▶ [WHAT YOU HAVE TO DO]: Could you retype all of the entries exactly, without their pictures?

▶ [DATA]:
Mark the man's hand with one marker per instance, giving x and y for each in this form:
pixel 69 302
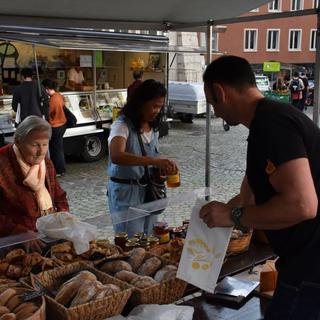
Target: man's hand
pixel 216 214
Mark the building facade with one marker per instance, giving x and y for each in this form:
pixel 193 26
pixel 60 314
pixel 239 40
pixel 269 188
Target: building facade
pixel 291 41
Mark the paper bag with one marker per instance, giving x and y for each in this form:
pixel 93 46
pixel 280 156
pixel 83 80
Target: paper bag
pixel 63 225
pixel 203 252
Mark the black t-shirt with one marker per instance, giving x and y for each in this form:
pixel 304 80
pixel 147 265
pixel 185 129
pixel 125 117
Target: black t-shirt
pixel 280 133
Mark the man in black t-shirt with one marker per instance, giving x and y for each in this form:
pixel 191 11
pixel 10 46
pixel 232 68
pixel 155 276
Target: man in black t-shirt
pixel 280 191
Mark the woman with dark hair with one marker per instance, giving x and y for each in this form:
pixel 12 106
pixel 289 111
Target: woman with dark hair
pixel 58 121
pixel 140 116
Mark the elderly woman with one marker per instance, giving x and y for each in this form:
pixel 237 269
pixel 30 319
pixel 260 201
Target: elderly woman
pixel 140 116
pixel 28 185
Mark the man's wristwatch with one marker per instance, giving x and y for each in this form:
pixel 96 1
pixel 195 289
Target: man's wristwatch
pixel 236 215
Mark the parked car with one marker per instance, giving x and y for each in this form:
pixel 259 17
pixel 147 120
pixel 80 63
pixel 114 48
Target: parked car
pixel 309 100
pixel 263 83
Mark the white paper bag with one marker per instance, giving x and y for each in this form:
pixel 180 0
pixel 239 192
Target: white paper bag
pixel 203 252
pixel 63 225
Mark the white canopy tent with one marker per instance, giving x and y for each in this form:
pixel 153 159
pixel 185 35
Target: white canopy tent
pixel 178 15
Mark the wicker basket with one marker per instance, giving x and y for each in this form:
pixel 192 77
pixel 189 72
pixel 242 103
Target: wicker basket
pixel 163 292
pixel 94 310
pixel 240 244
pixel 115 252
pixel 40 314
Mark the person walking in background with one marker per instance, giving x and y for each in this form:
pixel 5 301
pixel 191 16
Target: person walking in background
pixel 281 188
pixel 138 76
pixel 296 88
pixel 58 122
pixel 27 100
pixel 305 91
pixel 126 165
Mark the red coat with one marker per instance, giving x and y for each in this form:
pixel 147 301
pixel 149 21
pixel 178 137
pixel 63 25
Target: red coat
pixel 18 206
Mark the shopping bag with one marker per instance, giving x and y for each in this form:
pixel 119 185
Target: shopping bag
pixel 71 118
pixel 203 252
pixel 63 225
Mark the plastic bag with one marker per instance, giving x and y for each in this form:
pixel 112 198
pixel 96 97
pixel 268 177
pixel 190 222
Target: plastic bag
pixel 63 225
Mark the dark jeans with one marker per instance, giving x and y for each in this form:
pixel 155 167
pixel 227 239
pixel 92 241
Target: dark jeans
pixel 56 149
pixel 292 303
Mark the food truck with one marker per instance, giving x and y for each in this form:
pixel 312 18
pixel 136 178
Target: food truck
pixel 107 73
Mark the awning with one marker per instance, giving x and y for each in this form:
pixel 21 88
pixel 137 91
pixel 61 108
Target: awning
pixel 81 39
pixel 121 14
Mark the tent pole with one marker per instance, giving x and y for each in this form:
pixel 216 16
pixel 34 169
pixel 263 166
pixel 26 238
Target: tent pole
pixel 316 94
pixel 37 70
pixel 208 113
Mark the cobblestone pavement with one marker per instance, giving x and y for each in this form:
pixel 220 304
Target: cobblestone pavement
pixel 85 183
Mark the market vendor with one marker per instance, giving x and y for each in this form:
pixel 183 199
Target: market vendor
pixel 28 185
pixel 75 78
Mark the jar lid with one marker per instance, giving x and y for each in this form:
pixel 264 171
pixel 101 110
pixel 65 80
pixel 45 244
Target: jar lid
pixel 160 224
pixel 121 235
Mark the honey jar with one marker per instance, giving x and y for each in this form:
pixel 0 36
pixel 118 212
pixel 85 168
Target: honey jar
pixel 161 230
pixel 173 181
pixel 120 239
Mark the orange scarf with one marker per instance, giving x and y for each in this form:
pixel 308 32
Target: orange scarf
pixel 35 179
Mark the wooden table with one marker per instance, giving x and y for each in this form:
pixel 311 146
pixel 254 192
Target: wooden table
pixel 253 309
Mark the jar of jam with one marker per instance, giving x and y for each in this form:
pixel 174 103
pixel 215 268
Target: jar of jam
pixel 177 233
pixel 120 239
pixel 131 245
pixel 154 241
pixel 161 230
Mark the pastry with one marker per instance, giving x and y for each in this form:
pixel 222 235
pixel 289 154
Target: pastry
pixel 4 264
pixel 6 296
pixel 14 271
pixel 26 312
pixel 115 266
pixel 32 259
pixel 126 276
pixel 167 272
pixel 13 302
pixel 8 316
pixel 26 306
pixel 86 292
pixel 15 255
pixel 137 256
pixel 150 266
pixel 143 282
pixel 3 310
pixel 68 290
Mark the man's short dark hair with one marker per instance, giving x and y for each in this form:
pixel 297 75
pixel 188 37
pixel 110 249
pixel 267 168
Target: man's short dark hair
pixel 137 74
pixel 231 70
pixel 26 72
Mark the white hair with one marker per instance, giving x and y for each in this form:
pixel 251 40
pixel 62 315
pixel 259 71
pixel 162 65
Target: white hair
pixel 29 124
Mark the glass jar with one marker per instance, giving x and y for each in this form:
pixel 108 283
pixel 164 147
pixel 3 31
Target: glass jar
pixel 154 241
pixel 120 239
pixel 161 230
pixel 173 180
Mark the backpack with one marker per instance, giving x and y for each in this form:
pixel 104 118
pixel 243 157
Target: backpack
pixel 295 85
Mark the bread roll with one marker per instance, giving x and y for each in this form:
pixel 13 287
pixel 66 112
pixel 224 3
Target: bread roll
pixel 126 276
pixel 13 302
pixel 143 282
pixel 86 292
pixel 26 306
pixel 150 266
pixel 26 311
pixel 8 316
pixel 115 266
pixel 15 255
pixel 164 273
pixel 137 256
pixel 69 289
pixel 3 310
pixel 6 296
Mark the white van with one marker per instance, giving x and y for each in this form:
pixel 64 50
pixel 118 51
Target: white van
pixel 263 83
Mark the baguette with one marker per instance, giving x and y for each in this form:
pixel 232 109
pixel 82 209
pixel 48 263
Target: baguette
pixel 6 295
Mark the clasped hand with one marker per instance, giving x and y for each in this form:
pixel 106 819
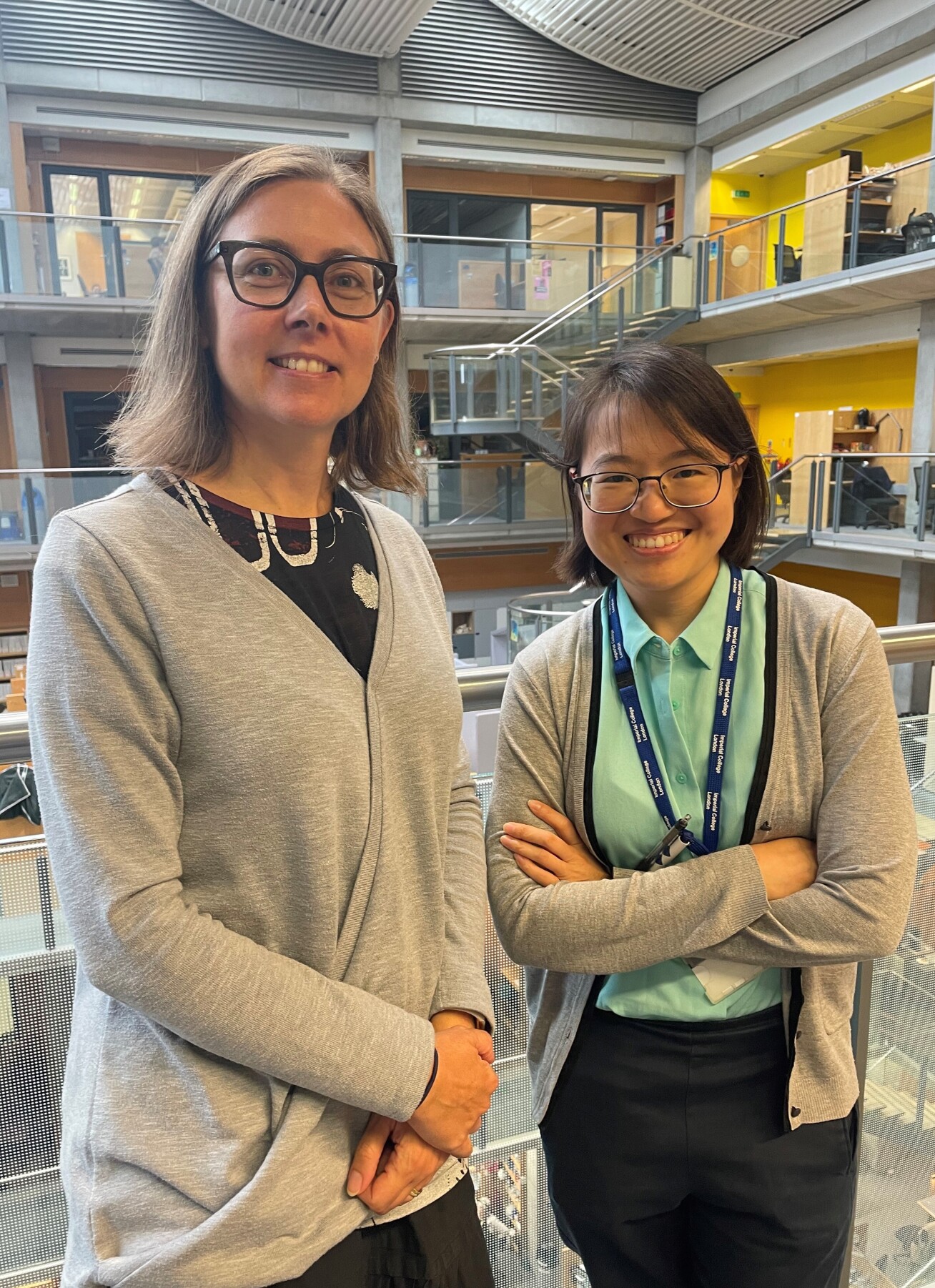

▶ [TASK ANSWER]:
Mark the man's hand with one marker per instance, giving x and y for each in this form:
pixel 69 302
Target: man's hand
pixel 216 214
Mark the building facade with one marker per instance, giving x and y for each in this form:
pixel 193 26
pixel 60 314
pixel 239 40
pixel 269 188
Target: building facade
pixel 291 41
Mark the paper bag with one marker per instance, giving x and y for each in this form:
pixel 93 46
pixel 280 156
pixel 83 80
Target: paper bag
pixel 63 225
pixel 203 252
Mark the black t-shirt with one marker per instance, giving x and y for each in this form:
pixel 304 80
pixel 147 265
pixel 185 129
pixel 125 117
Target: black t-shirt
pixel 280 133
Mark the man in black t-shirt with one marker per instance, giving x and y for each in this form:
pixel 191 11
pixel 10 46
pixel 232 68
pixel 155 276
Target: man in black t-shirt
pixel 280 191
Mark the woman with dark hair with one marker per instance, giving x and y for each in this form:
pixel 12 106
pixel 289 111
Target: woman with dark hair
pixel 58 121
pixel 140 116
Mark the elderly woman with one marker per instance, giving x and y for each in this form:
pixel 237 269
pixel 30 319
pixel 260 201
Target: elderly woman
pixel 140 116
pixel 28 185
Mark the man's wristwatch with one marker per instance, giving x and y for each in this form:
pixel 96 1
pixel 195 289
Target: man's wristwatch
pixel 236 215
Mark the parked car with one marker per instance, giving x and y for each in this form:
pixel 259 17
pixel 147 120
pixel 80 63
pixel 114 48
Target: parked car
pixel 309 100
pixel 263 83
Mark the white paper bag with one marker per instance, giving x and y for each in this form:
pixel 180 0
pixel 239 192
Target: white paper bag
pixel 203 252
pixel 63 225
Mark the white canopy tent with one marker per instance, giving x and y for each in this form:
pixel 153 159
pixel 185 35
Target: white canopy tent
pixel 178 15
Mark the wicker basket with one marker per instance, giving x and y for each in this form:
pixel 192 77
pixel 189 72
pixel 242 103
Target: wicker basket
pixel 163 292
pixel 94 310
pixel 240 244
pixel 115 252
pixel 40 314
Mark the person walking in background with one marker per instance, giving x and y for each in this form:
pixel 5 301
pixel 191 16
Target: person walking in background
pixel 281 188
pixel 138 76
pixel 296 88
pixel 58 122
pixel 27 100
pixel 305 91
pixel 126 165
Mark the red coat with one marker per instance, giving x and y for each in this form:
pixel 147 301
pixel 149 21
pixel 178 137
pixel 63 25
Target: red coat
pixel 18 206
Mark the shopping bag with one marker per instance, giving x and y for each in this form:
pixel 119 185
Target: shopping bag
pixel 71 118
pixel 203 252
pixel 63 225
Mark the plastic bag with one marker per instance, giving x and y for each in this form:
pixel 112 198
pixel 96 97
pixel 268 177
pixel 190 222
Target: plastic bag
pixel 63 225
Mark the dark jeans with one marker per instance, giving x and y for each in this form:
pixel 155 167
pixel 227 239
pixel 92 241
Target: dark jeans
pixel 56 149
pixel 292 303
Mark the food truck with one marker per instance, giving x and y for each in this form:
pixel 312 18
pixel 136 178
Target: food truck
pixel 107 73
Mark the awning with one marker per instance, giving x and y for each in this form:
pixel 21 88
pixel 137 91
pixel 61 108
Target: awning
pixel 81 39
pixel 121 14
Mark the tent pole with one marker per instance, giving x and y for each in this form:
pixel 216 16
pixel 34 169
pixel 263 166
pixel 26 238
Target: tent pole
pixel 316 94
pixel 37 70
pixel 208 113
Mark the cobblestone pavement with one marker per instance, giving x and y for each in this form:
pixel 220 304
Target: cobblestone pavement
pixel 85 183
Mark the market vendor with one marker per instance, giving x and y for each in this form:
pixel 183 199
Target: market vendor
pixel 28 185
pixel 75 78
Mark the jar lid with one marker per instance, giving x and y for each in this form:
pixel 264 171
pixel 101 110
pixel 65 80
pixel 45 244
Target: jar lid
pixel 160 224
pixel 121 235
Mark the honey jar with one marker per instance, giving x and y for each in this form:
pixel 0 36
pixel 118 212
pixel 85 168
Target: honey jar
pixel 161 230
pixel 173 181
pixel 120 239
Mark the orange scarf with one marker per instance, giving x and y for each in this form:
pixel 308 32
Target: orange scarf
pixel 35 179
Mark the wooden table with one marker per instance, giving x and y for each in this form:
pixel 311 146
pixel 254 192
Target: wooden table
pixel 253 309
Mark the jar of jam with one marker per instance, giving x and y for each in this form:
pixel 174 103
pixel 215 268
Target: jar of jam
pixel 177 233
pixel 120 239
pixel 131 245
pixel 154 241
pixel 161 230
Mark the pastry with one marker per instance, giving x and y for each in this form:
pixel 222 235
pixel 289 154
Target: pastry
pixel 4 264
pixel 6 296
pixel 14 271
pixel 26 312
pixel 115 266
pixel 32 259
pixel 126 276
pixel 167 272
pixel 13 302
pixel 8 316
pixel 26 306
pixel 86 292
pixel 15 255
pixel 137 256
pixel 150 266
pixel 143 282
pixel 3 310
pixel 68 290
Mark the man's short dark hair with one marker per instance, giving x and y for each in this form:
pixel 297 75
pixel 188 37
pixel 110 249
pixel 267 168
Target: man's short dark hair
pixel 137 74
pixel 231 70
pixel 26 72
Mark the white hair with one marker per instance, giving x and y for each in this form:
pixel 251 40
pixel 62 315
pixel 259 71
pixel 162 65
Target: white hair
pixel 29 124
Mark the glass jar with one marker per instance, giving x and y for each in this form:
pixel 108 283
pixel 164 147
pixel 3 31
Target: glass jar
pixel 154 241
pixel 120 239
pixel 161 230
pixel 173 180
Mark the backpack with one marker per instance, giving x and y for each in this form:
pixel 104 118
pixel 243 157
Target: backpack
pixel 295 85
Mark the bread roll with one marker per instance, giving x and y for each in this form:
pixel 13 287
pixel 66 112
pixel 224 3
Target: bread roll
pixel 126 276
pixel 13 302
pixel 143 282
pixel 86 292
pixel 26 306
pixel 150 266
pixel 26 311
pixel 8 316
pixel 115 266
pixel 15 255
pixel 164 273
pixel 137 256
pixel 69 289
pixel 3 310
pixel 6 296
Mark the white van with one marker per instance, giving x and y for each in this form:
pixel 64 50
pixel 118 51
Target: white van
pixel 263 83
Mark the baguette with one marker per instance, giving x and y for each in this form:
pixel 232 109
pixel 82 209
pixel 48 263
Target: baguette
pixel 6 295
Mark the clasped hand with one marker per instance, giving x and y for each in this form:
pixel 106 819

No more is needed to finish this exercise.